GOAL A – Retype the part of the forum thread on 4 dKH solution that begins at the words "Scales that can" and ends after the words "may be handy.", keeping every character unchanged.

READING PASSAGE –
## Start
# CO2 and 4 dKH solution



## EValP (Feb 5, 2010)

I'm new to the CO2 scene among the many questions I have here is one. :frusty:

I am wanting to use 4 dKH solution for my drop checker but I don't have the precise enough equipment to make it myself.

GLA sells a 250ml bottle but that will last me for some time. My question is does the solution itself have a good shelf life. In other words, will it stay at 4 dKH for the time it takes mt to use it?

How else can I get some thats not $13?


----------



## Seattle_Aquarist (Mar 7, 2008)

Hi EValP,

I see you are fairly new....welcome to APC! 

There is really no "shelf life" to the solution as long as it is tightly sealed and that you give it a good shake/mixing prior to use.

I found when I got into planted tanks that I needed an accurate (and inexpensive) scale at times for mixing up some of the fertilizer solutions that I use. $13 (plus shipping) will cover a good portion of the price for a scale (check Ebay digital pocket or jewelry scale), a gallon of distilled water, and a small box of NaHCO3 (baking soda) and you have a lifetime supply of 4.0 dKH solution and a scale when you are done!


----------



## EValP (Feb 5, 2010)

Thanks for the help.

Maybe I will just go get a scale and do it myself if it will last indefinatly.

I am really trying to get my CO2 dialed in because I had a Red Sea yeast reactor and that just didn't get it done. My ph (7.6) was not really changing at all and my KH is 5. I just got a full setup with 5 lb tank and want to make sure I don't poison my fish but keep my plant healthy, plants are really struggling now to be healthy.

Thanks again. :wave:


----------



## Seattle_Aquarist (Mar 7, 2008)

Hi EValP,

Very smart to take your time increasing the CO2. I usually only make one change per 24 hours and never increase my bubble count by more than 10% at at time. I like to make the changes when I will be around for a few hours so I can watch the fish for any signs of distress. Keep us posted!


----------



## Left C (Jun 14, 2005)

EValP said:


> ... Maybe I will just go get a scale and do it myself if it will last indefinitely.
> 
> I am really trying to get my CO2 dialed in because I had a Red Sea yeast reactor and that just didn't get it done. My pH (7.6) was not really changing at all and my KH is 5. I just got a full setup with 5 lb tank and want to make sure I don't poison my fish but keep my plant healthy, plants are really struggling now to be healthy.
> 
> Thanks again. :wave:


Hi

Scales that can measure to 0.01 grams (2 decimal places) or more are suggested. I followed billionzz's instructions and made mine. It was easy to do and I had the lab equipment needed.

There is another method around that is easier, but I can't remember where I saw it.

Here is a Reference KH for target CO2 calculator that may be handy.

As another option, SuMo sells smaller bottles of dKH solutions. They have 15, 30 and 45 ppm solutions which represent 2, 4 and 6 dKH solutions respectfully.


----------



## Newt (Apr 1, 2004)

amp from TPT sells it on eBay.
I think his eBay name is jt_burn or similar to that.


----------
## End
GOAL B – Echo word for word the lines in the listing below, starting at the line containing "of the dark" and stopping after the line containing "M174 200L181 203L183", with both of those lines included.

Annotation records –
## Start
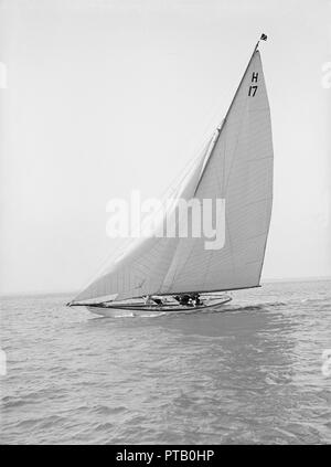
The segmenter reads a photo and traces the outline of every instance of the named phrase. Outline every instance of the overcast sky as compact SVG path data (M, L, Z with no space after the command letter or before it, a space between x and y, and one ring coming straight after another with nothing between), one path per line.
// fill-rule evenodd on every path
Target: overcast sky
M331 275L329 1L0 4L1 293L86 285L114 246L107 201L164 191L261 32L275 149L263 278Z

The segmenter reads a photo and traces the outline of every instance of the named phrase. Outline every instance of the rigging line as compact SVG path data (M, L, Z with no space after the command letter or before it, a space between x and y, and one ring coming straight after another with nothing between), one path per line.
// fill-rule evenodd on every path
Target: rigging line
M206 147L205 144L200 144L200 148L199 151L195 150L195 157L191 158L185 166L183 167L183 169L180 171L180 173L178 173L172 182L170 183L170 185L168 185L162 194L161 198L163 197L164 200L162 202L162 206L164 205L164 203L167 202L167 193L171 191L171 189L173 191L175 191L175 189L179 189L180 184L183 182L183 180L185 179L185 177L188 177L188 174L190 173L190 171L193 169L194 164L196 163L196 161L201 158L201 151ZM160 209L162 209L162 206ZM156 216L158 214L158 212L160 212L160 210L158 210L156 212ZM135 225L137 226L137 224ZM110 262L110 261L115 261L116 258L120 257L125 251L130 246L134 247L134 244L137 242L137 244L139 243L139 241L141 241L141 238L126 238L126 240L120 240L118 247L116 248L116 245L113 245L111 251L109 252L109 254L106 256L106 258L103 261L102 265L98 267L98 269L90 276L90 278L88 280L86 280L84 287L81 288L81 290L76 294L76 296L78 296L83 290L85 290L89 285L93 284L93 282L97 278L97 276L99 276L106 268L106 265ZM75 300L75 298L73 299Z

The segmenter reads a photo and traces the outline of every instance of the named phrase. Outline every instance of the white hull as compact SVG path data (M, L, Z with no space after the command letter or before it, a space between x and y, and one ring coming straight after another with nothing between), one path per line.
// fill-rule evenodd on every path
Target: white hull
M128 307L98 307L98 306L86 306L88 311L104 316L107 318L134 318L134 317L156 317L161 315L173 315L173 314L193 314L203 311L206 309L216 310L222 308L225 304L231 301L232 298L228 296L223 296L222 298L212 297L203 300L203 305L199 306L174 306L174 305L163 305L163 306L128 306Z

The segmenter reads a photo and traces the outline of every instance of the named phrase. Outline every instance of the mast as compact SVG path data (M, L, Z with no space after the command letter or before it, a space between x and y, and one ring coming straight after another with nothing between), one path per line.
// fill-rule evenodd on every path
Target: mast
M247 70L249 68L249 65L250 65L252 60L253 60L253 57L254 57L254 55L255 55L255 52L256 52L256 51L257 51L257 49L258 49L259 42L260 42L260 41L266 41L266 40L267 40L267 38L268 38L268 36L267 36L266 34L261 33L261 35L260 35L260 38L259 38L259 40L257 41L257 43L256 43L256 45L255 45L255 47L254 47L254 51L253 51L253 53L252 53L252 55L250 55L250 59L249 59L249 61L248 61L248 63L247 63L247 66L246 66L245 72L244 72L244 74L243 74L243 76L242 76L242 79L241 79L241 82L239 82L239 84L238 84L238 86L237 86L237 88L236 88L236 92L235 92L235 94L234 94L234 96L233 96L233 98L232 98L232 102L231 102L229 107L228 107L228 109L227 109L227 112L226 112L226 114L225 114L225 117L223 118L223 120L222 120L221 125L218 125L218 127L216 128L217 135L216 135L216 137L215 137L215 138L213 138L213 141L212 141L212 147L211 147L211 149L210 149L210 151L209 151L209 155L207 155L207 157L206 157L206 162L205 162L205 164L204 164L203 171L202 171L202 173L201 173L201 176L200 176L200 179L199 179L199 182L197 182L197 184L196 184L196 188L195 188L195 191L194 191L194 195L195 195L195 193L196 193L196 191L197 191L197 188L199 188L199 185L200 185L201 179L202 179L202 177L203 177L203 174L204 174L204 172L205 172L205 169L206 169L206 167L207 167L207 164L209 164L209 161L210 161L210 159L211 159L211 157L212 157L212 153L213 153L213 151L214 151L214 148L215 148L215 146L216 146L216 144L217 144L217 141L218 141L218 138L220 138L220 136L221 136L221 131L222 131L222 129L223 129L224 125L226 124L227 116L228 116L228 114L229 114L229 112L231 112L231 109L232 109L232 107L233 107L233 104L234 104L234 102L235 102L236 97L237 97L238 91L239 91L239 88L241 88L241 86L242 86L242 84L243 84L243 81L244 81L245 76L246 76Z

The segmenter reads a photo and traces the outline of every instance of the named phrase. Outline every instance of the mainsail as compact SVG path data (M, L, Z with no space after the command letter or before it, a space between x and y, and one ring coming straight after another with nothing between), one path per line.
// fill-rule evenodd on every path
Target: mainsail
M178 192L188 201L225 200L223 247L205 250L204 237L152 235L113 262L72 304L258 286L271 214L273 158L256 46L221 128Z

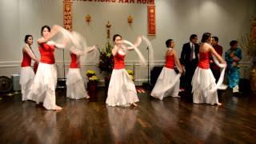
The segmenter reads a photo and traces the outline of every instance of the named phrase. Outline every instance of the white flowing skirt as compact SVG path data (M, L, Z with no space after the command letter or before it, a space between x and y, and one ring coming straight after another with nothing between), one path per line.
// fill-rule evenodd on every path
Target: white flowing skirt
M22 86L22 101L27 100L27 96L33 83L34 73L31 66L21 68L21 77L19 84Z
M56 85L55 65L39 62L28 98L36 101L37 103L43 102L43 106L47 110L54 110Z
M216 86L215 78L210 69L197 67L191 84L194 103L214 105L218 102L217 90L210 92L210 90Z
M163 67L150 95L155 98L159 98L160 100L162 100L164 97L167 96L179 97L179 79L175 82L172 87L168 90L165 89L173 82L177 75L178 74L174 69Z
M88 96L86 92L84 81L80 69L70 68L66 74L66 97L72 99L80 99Z
M113 70L106 103L111 106L138 102L135 85L125 69Z

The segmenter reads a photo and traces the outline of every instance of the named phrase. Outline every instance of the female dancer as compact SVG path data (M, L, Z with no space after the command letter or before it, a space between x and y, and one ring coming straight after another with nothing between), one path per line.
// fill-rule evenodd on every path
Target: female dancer
M124 59L126 57L126 50L124 50L124 47L122 46L122 36L119 34L114 35L113 41L115 43L112 50L114 66L106 103L111 106L127 106L131 104L136 106L137 104L135 102L138 102L138 98L135 85L125 70ZM132 50L134 49L128 47L128 50Z
M54 35L50 32L48 26L44 26L41 30L42 38L38 40L41 59L38 71L31 86L31 97L36 98L37 103L43 102L46 110L62 110L56 105L55 87L57 84L57 71L54 58L54 48L63 48L64 45L55 44L50 41Z
M96 47L92 46L85 53L93 51ZM66 75L66 97L72 99L80 99L82 98L90 98L90 96L86 92L84 81L80 73L79 57L85 53L78 52L70 49L71 62L70 65L69 72Z
M192 78L193 102L222 105L218 102L215 78L210 69L210 54L216 57L218 61L224 64L225 66L226 65L222 57L210 46L211 34L210 33L204 33L201 42L199 62ZM220 78L220 79L222 78Z
M155 98L162 100L164 97L171 95L172 97L179 97L179 77L174 71L174 68L178 66L179 74L182 74L182 67L179 62L178 57L177 56L174 48L174 42L172 39L168 39L166 42L167 51L166 53L166 66L162 68L162 72L158 78L158 81L151 92L151 96ZM177 80L175 80L177 79ZM170 87L170 86L171 86ZM165 87L168 89L163 89Z
M34 73L30 66L31 59L35 62L34 65L39 62L39 60L35 57L31 48L31 45L33 44L32 35L26 35L24 42L26 45L22 48L23 59L21 66L21 78L19 80L19 83L22 86L22 101L27 100L27 94L34 77Z

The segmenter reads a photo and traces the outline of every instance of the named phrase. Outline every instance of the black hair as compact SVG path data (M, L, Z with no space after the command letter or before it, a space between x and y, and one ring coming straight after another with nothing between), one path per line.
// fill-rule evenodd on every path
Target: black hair
M26 41L29 39L30 37L31 37L33 38L33 36L30 34L26 34L25 36L25 39L24 39L25 43L26 43Z
M167 39L166 42L166 47L169 48L170 46L170 42L173 41L173 39Z
M42 26L42 29L41 29L41 35L42 35L42 31L43 31L43 30L44 30L45 28L48 29L49 32L50 32L50 28L49 26Z
M238 41L236 40L232 40L230 42L230 46L234 46L235 44L238 43Z
M214 36L214 37L212 37L212 38L214 39L214 41L218 42L218 37Z
M113 42L115 41L115 38L116 38L117 37L122 38L122 36L121 36L120 34L114 34L114 35L113 36Z
M197 38L198 35L197 34L191 34L190 35L190 40L191 41L192 39L194 39L195 38Z
M207 39L210 38L211 34L210 33L204 33L202 36L201 42L206 42Z

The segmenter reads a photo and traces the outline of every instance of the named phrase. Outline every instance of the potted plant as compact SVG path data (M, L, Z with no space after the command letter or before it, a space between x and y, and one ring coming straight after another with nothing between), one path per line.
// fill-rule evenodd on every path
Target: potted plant
M240 44L252 62L250 72L250 89L256 92L256 18L253 18L251 22L250 34L242 37Z
M90 77L95 75L96 73L94 70L87 70L86 71L86 76L88 77L88 78L90 78Z
M89 91L95 91L97 90L98 86L98 78L96 77L95 75L89 78L89 82L88 82L88 90Z
M112 55L112 46L110 42L106 42L105 48L100 50L99 63L98 67L100 73L105 72L106 74L105 77L105 87L107 88L110 83L112 70L114 67L114 57Z

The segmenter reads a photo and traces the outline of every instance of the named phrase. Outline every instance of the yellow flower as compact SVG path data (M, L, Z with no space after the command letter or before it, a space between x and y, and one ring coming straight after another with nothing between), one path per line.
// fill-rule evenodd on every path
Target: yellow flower
M134 71L131 70L126 70L126 71L130 75L133 75L134 74Z
M90 80L90 81L98 81L98 78L96 77L95 75L94 75L94 76L90 77L90 78L89 78L89 80Z
M95 71L94 70L87 70L86 74L91 74L91 75L95 75Z
M130 78L134 81L134 78L132 76L132 75L129 75Z

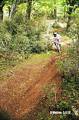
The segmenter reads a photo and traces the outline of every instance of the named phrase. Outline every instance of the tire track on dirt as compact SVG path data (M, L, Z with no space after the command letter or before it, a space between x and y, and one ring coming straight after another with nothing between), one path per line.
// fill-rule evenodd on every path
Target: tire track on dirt
M28 71L27 69L25 69L24 72L26 73L23 73L23 77L24 78L27 77L29 80L29 75L31 75L29 74L29 71L33 72L33 70L31 67ZM22 80L21 76L19 76L21 78L18 77L16 79L16 80L20 79L18 80L18 82L20 81L20 83L17 84L18 86L21 86L22 83L24 84L24 88L22 88L22 91L16 92L17 90L20 89L17 88L18 86L16 85L16 80L14 80L14 78L11 82L8 81L7 85L4 85L2 87L3 91L0 89L0 96L2 98L0 99L0 106L6 109L7 111L9 111L9 113L12 116L12 120L20 120L20 118L24 116L24 114L27 114L28 112L32 111L34 107L36 107L36 105L39 103L39 100L43 95L42 92L43 87L49 83L53 82L54 84L56 84L58 97L60 96L59 89L60 89L61 78L55 65L55 59L51 59L50 61L48 61L44 67L39 67L38 65L38 68L36 70L38 71L38 74L35 77L36 80L31 81L28 87L27 87L26 79L21 81ZM15 78L16 77L17 76L15 75ZM12 93L11 91L14 91L15 95L11 95Z

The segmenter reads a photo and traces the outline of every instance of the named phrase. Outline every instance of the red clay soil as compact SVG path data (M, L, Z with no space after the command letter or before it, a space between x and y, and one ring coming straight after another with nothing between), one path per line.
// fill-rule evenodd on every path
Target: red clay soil
M32 111L43 96L43 87L49 83L56 84L59 99L61 77L55 61L50 58L39 64L27 64L0 84L0 107L10 113L12 120L20 120Z

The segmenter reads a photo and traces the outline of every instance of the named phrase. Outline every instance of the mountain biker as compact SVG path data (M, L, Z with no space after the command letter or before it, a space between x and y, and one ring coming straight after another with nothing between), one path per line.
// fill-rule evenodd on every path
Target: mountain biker
M61 50L61 36L58 33L53 33L53 42L58 52Z

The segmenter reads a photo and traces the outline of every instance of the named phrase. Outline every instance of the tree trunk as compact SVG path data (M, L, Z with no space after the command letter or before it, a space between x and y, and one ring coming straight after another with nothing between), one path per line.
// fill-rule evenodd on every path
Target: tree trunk
M54 18L56 19L57 18L57 9L54 8Z
M67 26L66 26L66 31L68 31L69 28L70 28L70 22L71 22L71 16L69 15L68 16L68 21L67 21Z
M10 10L10 18L16 13L17 3L19 3L19 0L16 0L11 7Z
M32 0L27 0L27 11L26 11L26 19L27 20L30 20L31 9L32 9Z
M3 6L0 5L0 20L3 20Z
M56 18L57 18L57 7L56 7L57 1L54 0L53 2L54 2L54 11L53 11L53 15L54 15L54 18L56 19Z

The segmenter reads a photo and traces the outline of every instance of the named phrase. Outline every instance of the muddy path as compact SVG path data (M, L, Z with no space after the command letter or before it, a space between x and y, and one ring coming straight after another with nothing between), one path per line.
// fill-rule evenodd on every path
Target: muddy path
M55 58L27 64L16 70L8 80L0 83L0 108L9 112L12 120L20 120L31 112L43 96L43 87L56 85L57 99L61 94L61 77Z

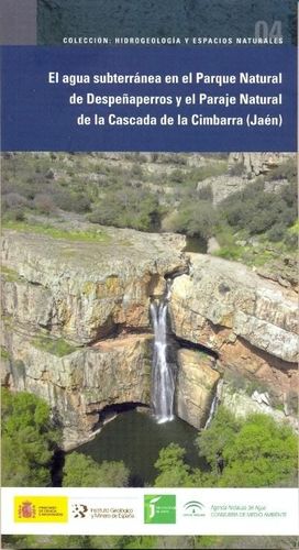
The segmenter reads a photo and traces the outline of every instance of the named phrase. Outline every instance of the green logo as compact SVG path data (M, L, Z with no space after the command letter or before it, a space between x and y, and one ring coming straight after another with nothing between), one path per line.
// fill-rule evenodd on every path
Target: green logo
M145 524L175 524L176 495L144 495Z

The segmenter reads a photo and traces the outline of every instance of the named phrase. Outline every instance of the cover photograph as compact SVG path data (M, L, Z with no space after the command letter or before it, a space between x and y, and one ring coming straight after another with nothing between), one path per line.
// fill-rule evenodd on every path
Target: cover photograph
M298 548L297 2L0 18L1 548Z

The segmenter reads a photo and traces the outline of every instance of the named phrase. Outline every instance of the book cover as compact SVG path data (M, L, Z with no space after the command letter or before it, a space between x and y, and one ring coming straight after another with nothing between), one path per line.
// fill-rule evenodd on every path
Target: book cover
M2 8L2 547L296 548L296 2Z

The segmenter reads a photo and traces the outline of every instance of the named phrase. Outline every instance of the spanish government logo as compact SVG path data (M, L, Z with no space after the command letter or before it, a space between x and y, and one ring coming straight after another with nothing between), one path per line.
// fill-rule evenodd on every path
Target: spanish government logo
M176 524L176 495L144 495L145 524Z
M68 520L67 496L15 496L15 522L57 522Z

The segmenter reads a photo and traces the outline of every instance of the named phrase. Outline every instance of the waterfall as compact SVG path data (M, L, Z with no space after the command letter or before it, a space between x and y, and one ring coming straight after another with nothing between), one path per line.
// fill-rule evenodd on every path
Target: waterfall
M209 415L208 415L208 419L207 419L207 422L204 424L203 430L207 430L207 428L209 428L209 426L210 426L210 424L215 415L219 402L221 399L222 386L223 386L223 380L220 380L218 385L217 385L215 395L212 399L211 407L210 407Z
M159 424L174 419L175 373L167 362L167 309L170 296L170 283L167 282L166 296L151 304L151 317L154 326L155 342L153 355L152 404Z

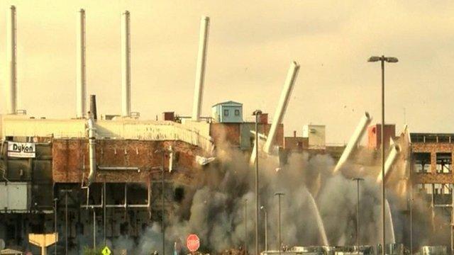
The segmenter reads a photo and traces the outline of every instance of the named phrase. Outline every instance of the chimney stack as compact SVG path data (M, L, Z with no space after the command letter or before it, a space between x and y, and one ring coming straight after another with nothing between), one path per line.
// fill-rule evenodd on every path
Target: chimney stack
M85 72L85 10L79 11L77 33L76 117L85 118L87 84Z
M121 19L121 115L131 116L131 35L129 11Z
M9 73L6 81L6 107L8 114L16 114L17 110L17 69L16 69L16 6L11 6L10 17L6 28L6 55Z
M199 38L199 54L196 70L196 84L192 106L192 120L199 120L201 103L204 98L204 82L205 79L205 64L206 62L206 46L210 23L209 17L202 16L200 21L200 35Z

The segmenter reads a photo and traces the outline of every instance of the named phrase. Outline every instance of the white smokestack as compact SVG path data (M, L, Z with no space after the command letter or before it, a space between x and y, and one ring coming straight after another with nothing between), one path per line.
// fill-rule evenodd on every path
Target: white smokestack
M121 115L131 116L131 35L129 11L121 18Z
M391 166L394 163L396 159L397 159L397 156L400 153L401 148L399 144L393 144L388 157L386 158L386 161L384 162L384 180L386 181L386 177L388 176L388 173L389 172L389 169L391 169ZM382 182L382 171L378 174L377 176L377 183Z
M199 55L197 55L197 67L196 70L196 84L194 91L194 105L192 106L192 120L199 120L200 119L200 112L201 111L209 23L209 17L201 17L200 21L200 35L199 38Z
M6 108L8 114L16 114L17 108L17 69L16 69L16 6L11 6L6 32L6 57L9 65L6 84Z
M360 123L358 126L356 126L356 129L355 132L353 132L353 135L352 135L351 137L350 137L350 140L344 149L343 152L342 152L342 155L338 162L338 164L336 165L334 168L333 172L336 173L345 164L347 159L350 157L350 155L353 152L353 149L356 148L358 142L361 140L361 137L362 137L362 135L364 135L364 132L366 130L366 128L370 123L372 118L369 115L369 113L365 112L364 115L361 118Z
M292 95L292 91L293 91L293 86L294 85L297 76L298 76L298 71L299 71L299 64L294 61L292 62L287 75L284 89L282 89L282 92L281 92L281 97L279 99L277 108L276 108L272 123L270 128L270 132L268 132L268 138L263 147L263 151L266 153L269 154L270 152L271 146L275 141L276 136L277 127L282 122L282 119L285 115L285 110L287 110L287 106L289 104L289 101L290 100L290 95Z
M79 11L77 33L76 116L85 118L87 84L85 72L85 10Z

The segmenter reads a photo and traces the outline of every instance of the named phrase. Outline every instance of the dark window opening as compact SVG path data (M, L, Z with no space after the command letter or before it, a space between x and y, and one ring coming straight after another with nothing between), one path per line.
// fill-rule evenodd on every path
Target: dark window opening
M428 173L431 171L431 154L429 152L415 152L414 171L416 173Z
M437 173L448 174L451 172L452 157L449 152L437 152Z
M174 200L181 203L183 198L184 198L184 188L182 187L176 188L173 196Z

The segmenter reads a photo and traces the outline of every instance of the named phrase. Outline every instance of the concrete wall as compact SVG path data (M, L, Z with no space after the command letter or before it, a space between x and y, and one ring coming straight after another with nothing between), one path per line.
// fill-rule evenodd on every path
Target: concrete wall
M430 173L414 173L414 183L454 183L454 171L449 174L436 172L436 153L450 152L454 158L454 143L413 142L411 150L415 152L431 154Z

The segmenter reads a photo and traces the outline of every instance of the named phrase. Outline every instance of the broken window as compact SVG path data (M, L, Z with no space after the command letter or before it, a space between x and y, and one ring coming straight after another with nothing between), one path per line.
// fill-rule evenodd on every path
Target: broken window
M431 153L415 152L413 154L414 159L414 171L416 173L428 173L431 171Z
M437 152L437 173L448 174L451 172L452 157L450 152Z

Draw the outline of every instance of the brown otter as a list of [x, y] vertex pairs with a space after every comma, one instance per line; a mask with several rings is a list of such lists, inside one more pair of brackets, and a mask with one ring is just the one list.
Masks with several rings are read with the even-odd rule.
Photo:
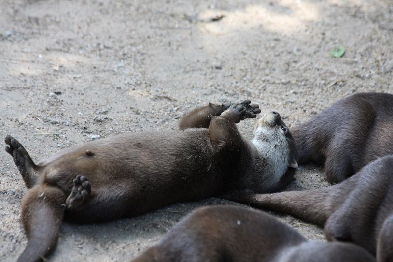
[[324, 225], [329, 240], [352, 242], [393, 261], [393, 155], [372, 162], [341, 183], [274, 194], [240, 193], [224, 198]]
[[235, 206], [197, 209], [133, 262], [371, 262], [350, 243], [308, 241], [264, 212]]
[[38, 165], [7, 136], [6, 151], [29, 189], [22, 203], [28, 244], [19, 260], [48, 254], [63, 216], [76, 222], [104, 221], [236, 188], [267, 192], [284, 187], [296, 166], [291, 134], [272, 112], [259, 120], [252, 141], [243, 138], [235, 123], [260, 112], [250, 103], [209, 104], [187, 115], [181, 131], [92, 141]]
[[393, 95], [359, 93], [339, 100], [292, 128], [299, 164], [325, 165], [339, 183], [378, 157], [393, 154]]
## End
FULL OUTPUT A –
Scales that can measure to 0.01 grams (2 decimal places) or more are suggested. I followed billionzz's instructions and made mine. It was easy to do and I had the lab equipment needed.

There is another method around that is easier, but I can't remember where I saw it.

Here is a Reference KH for target CO2 calculator that may be handy.

FULL OUTPUT B –
The segmenter reads a photo and traces the outline of every instance of the named phrase. Outline every instance of the dark window opening as compact SVG path data (M, L, Z with no space after the command letter or before it, a space between x and y, and one ring coming straight after another with nothing between), one path per line.
// fill-rule evenodd on every path
Target: dark window opening
M428 173L431 171L431 154L429 152L415 152L414 171L416 173Z
M437 173L448 174L451 172L452 157L449 152L437 152Z
M174 200L181 203L183 198L184 198L184 188L182 187L176 188L173 196Z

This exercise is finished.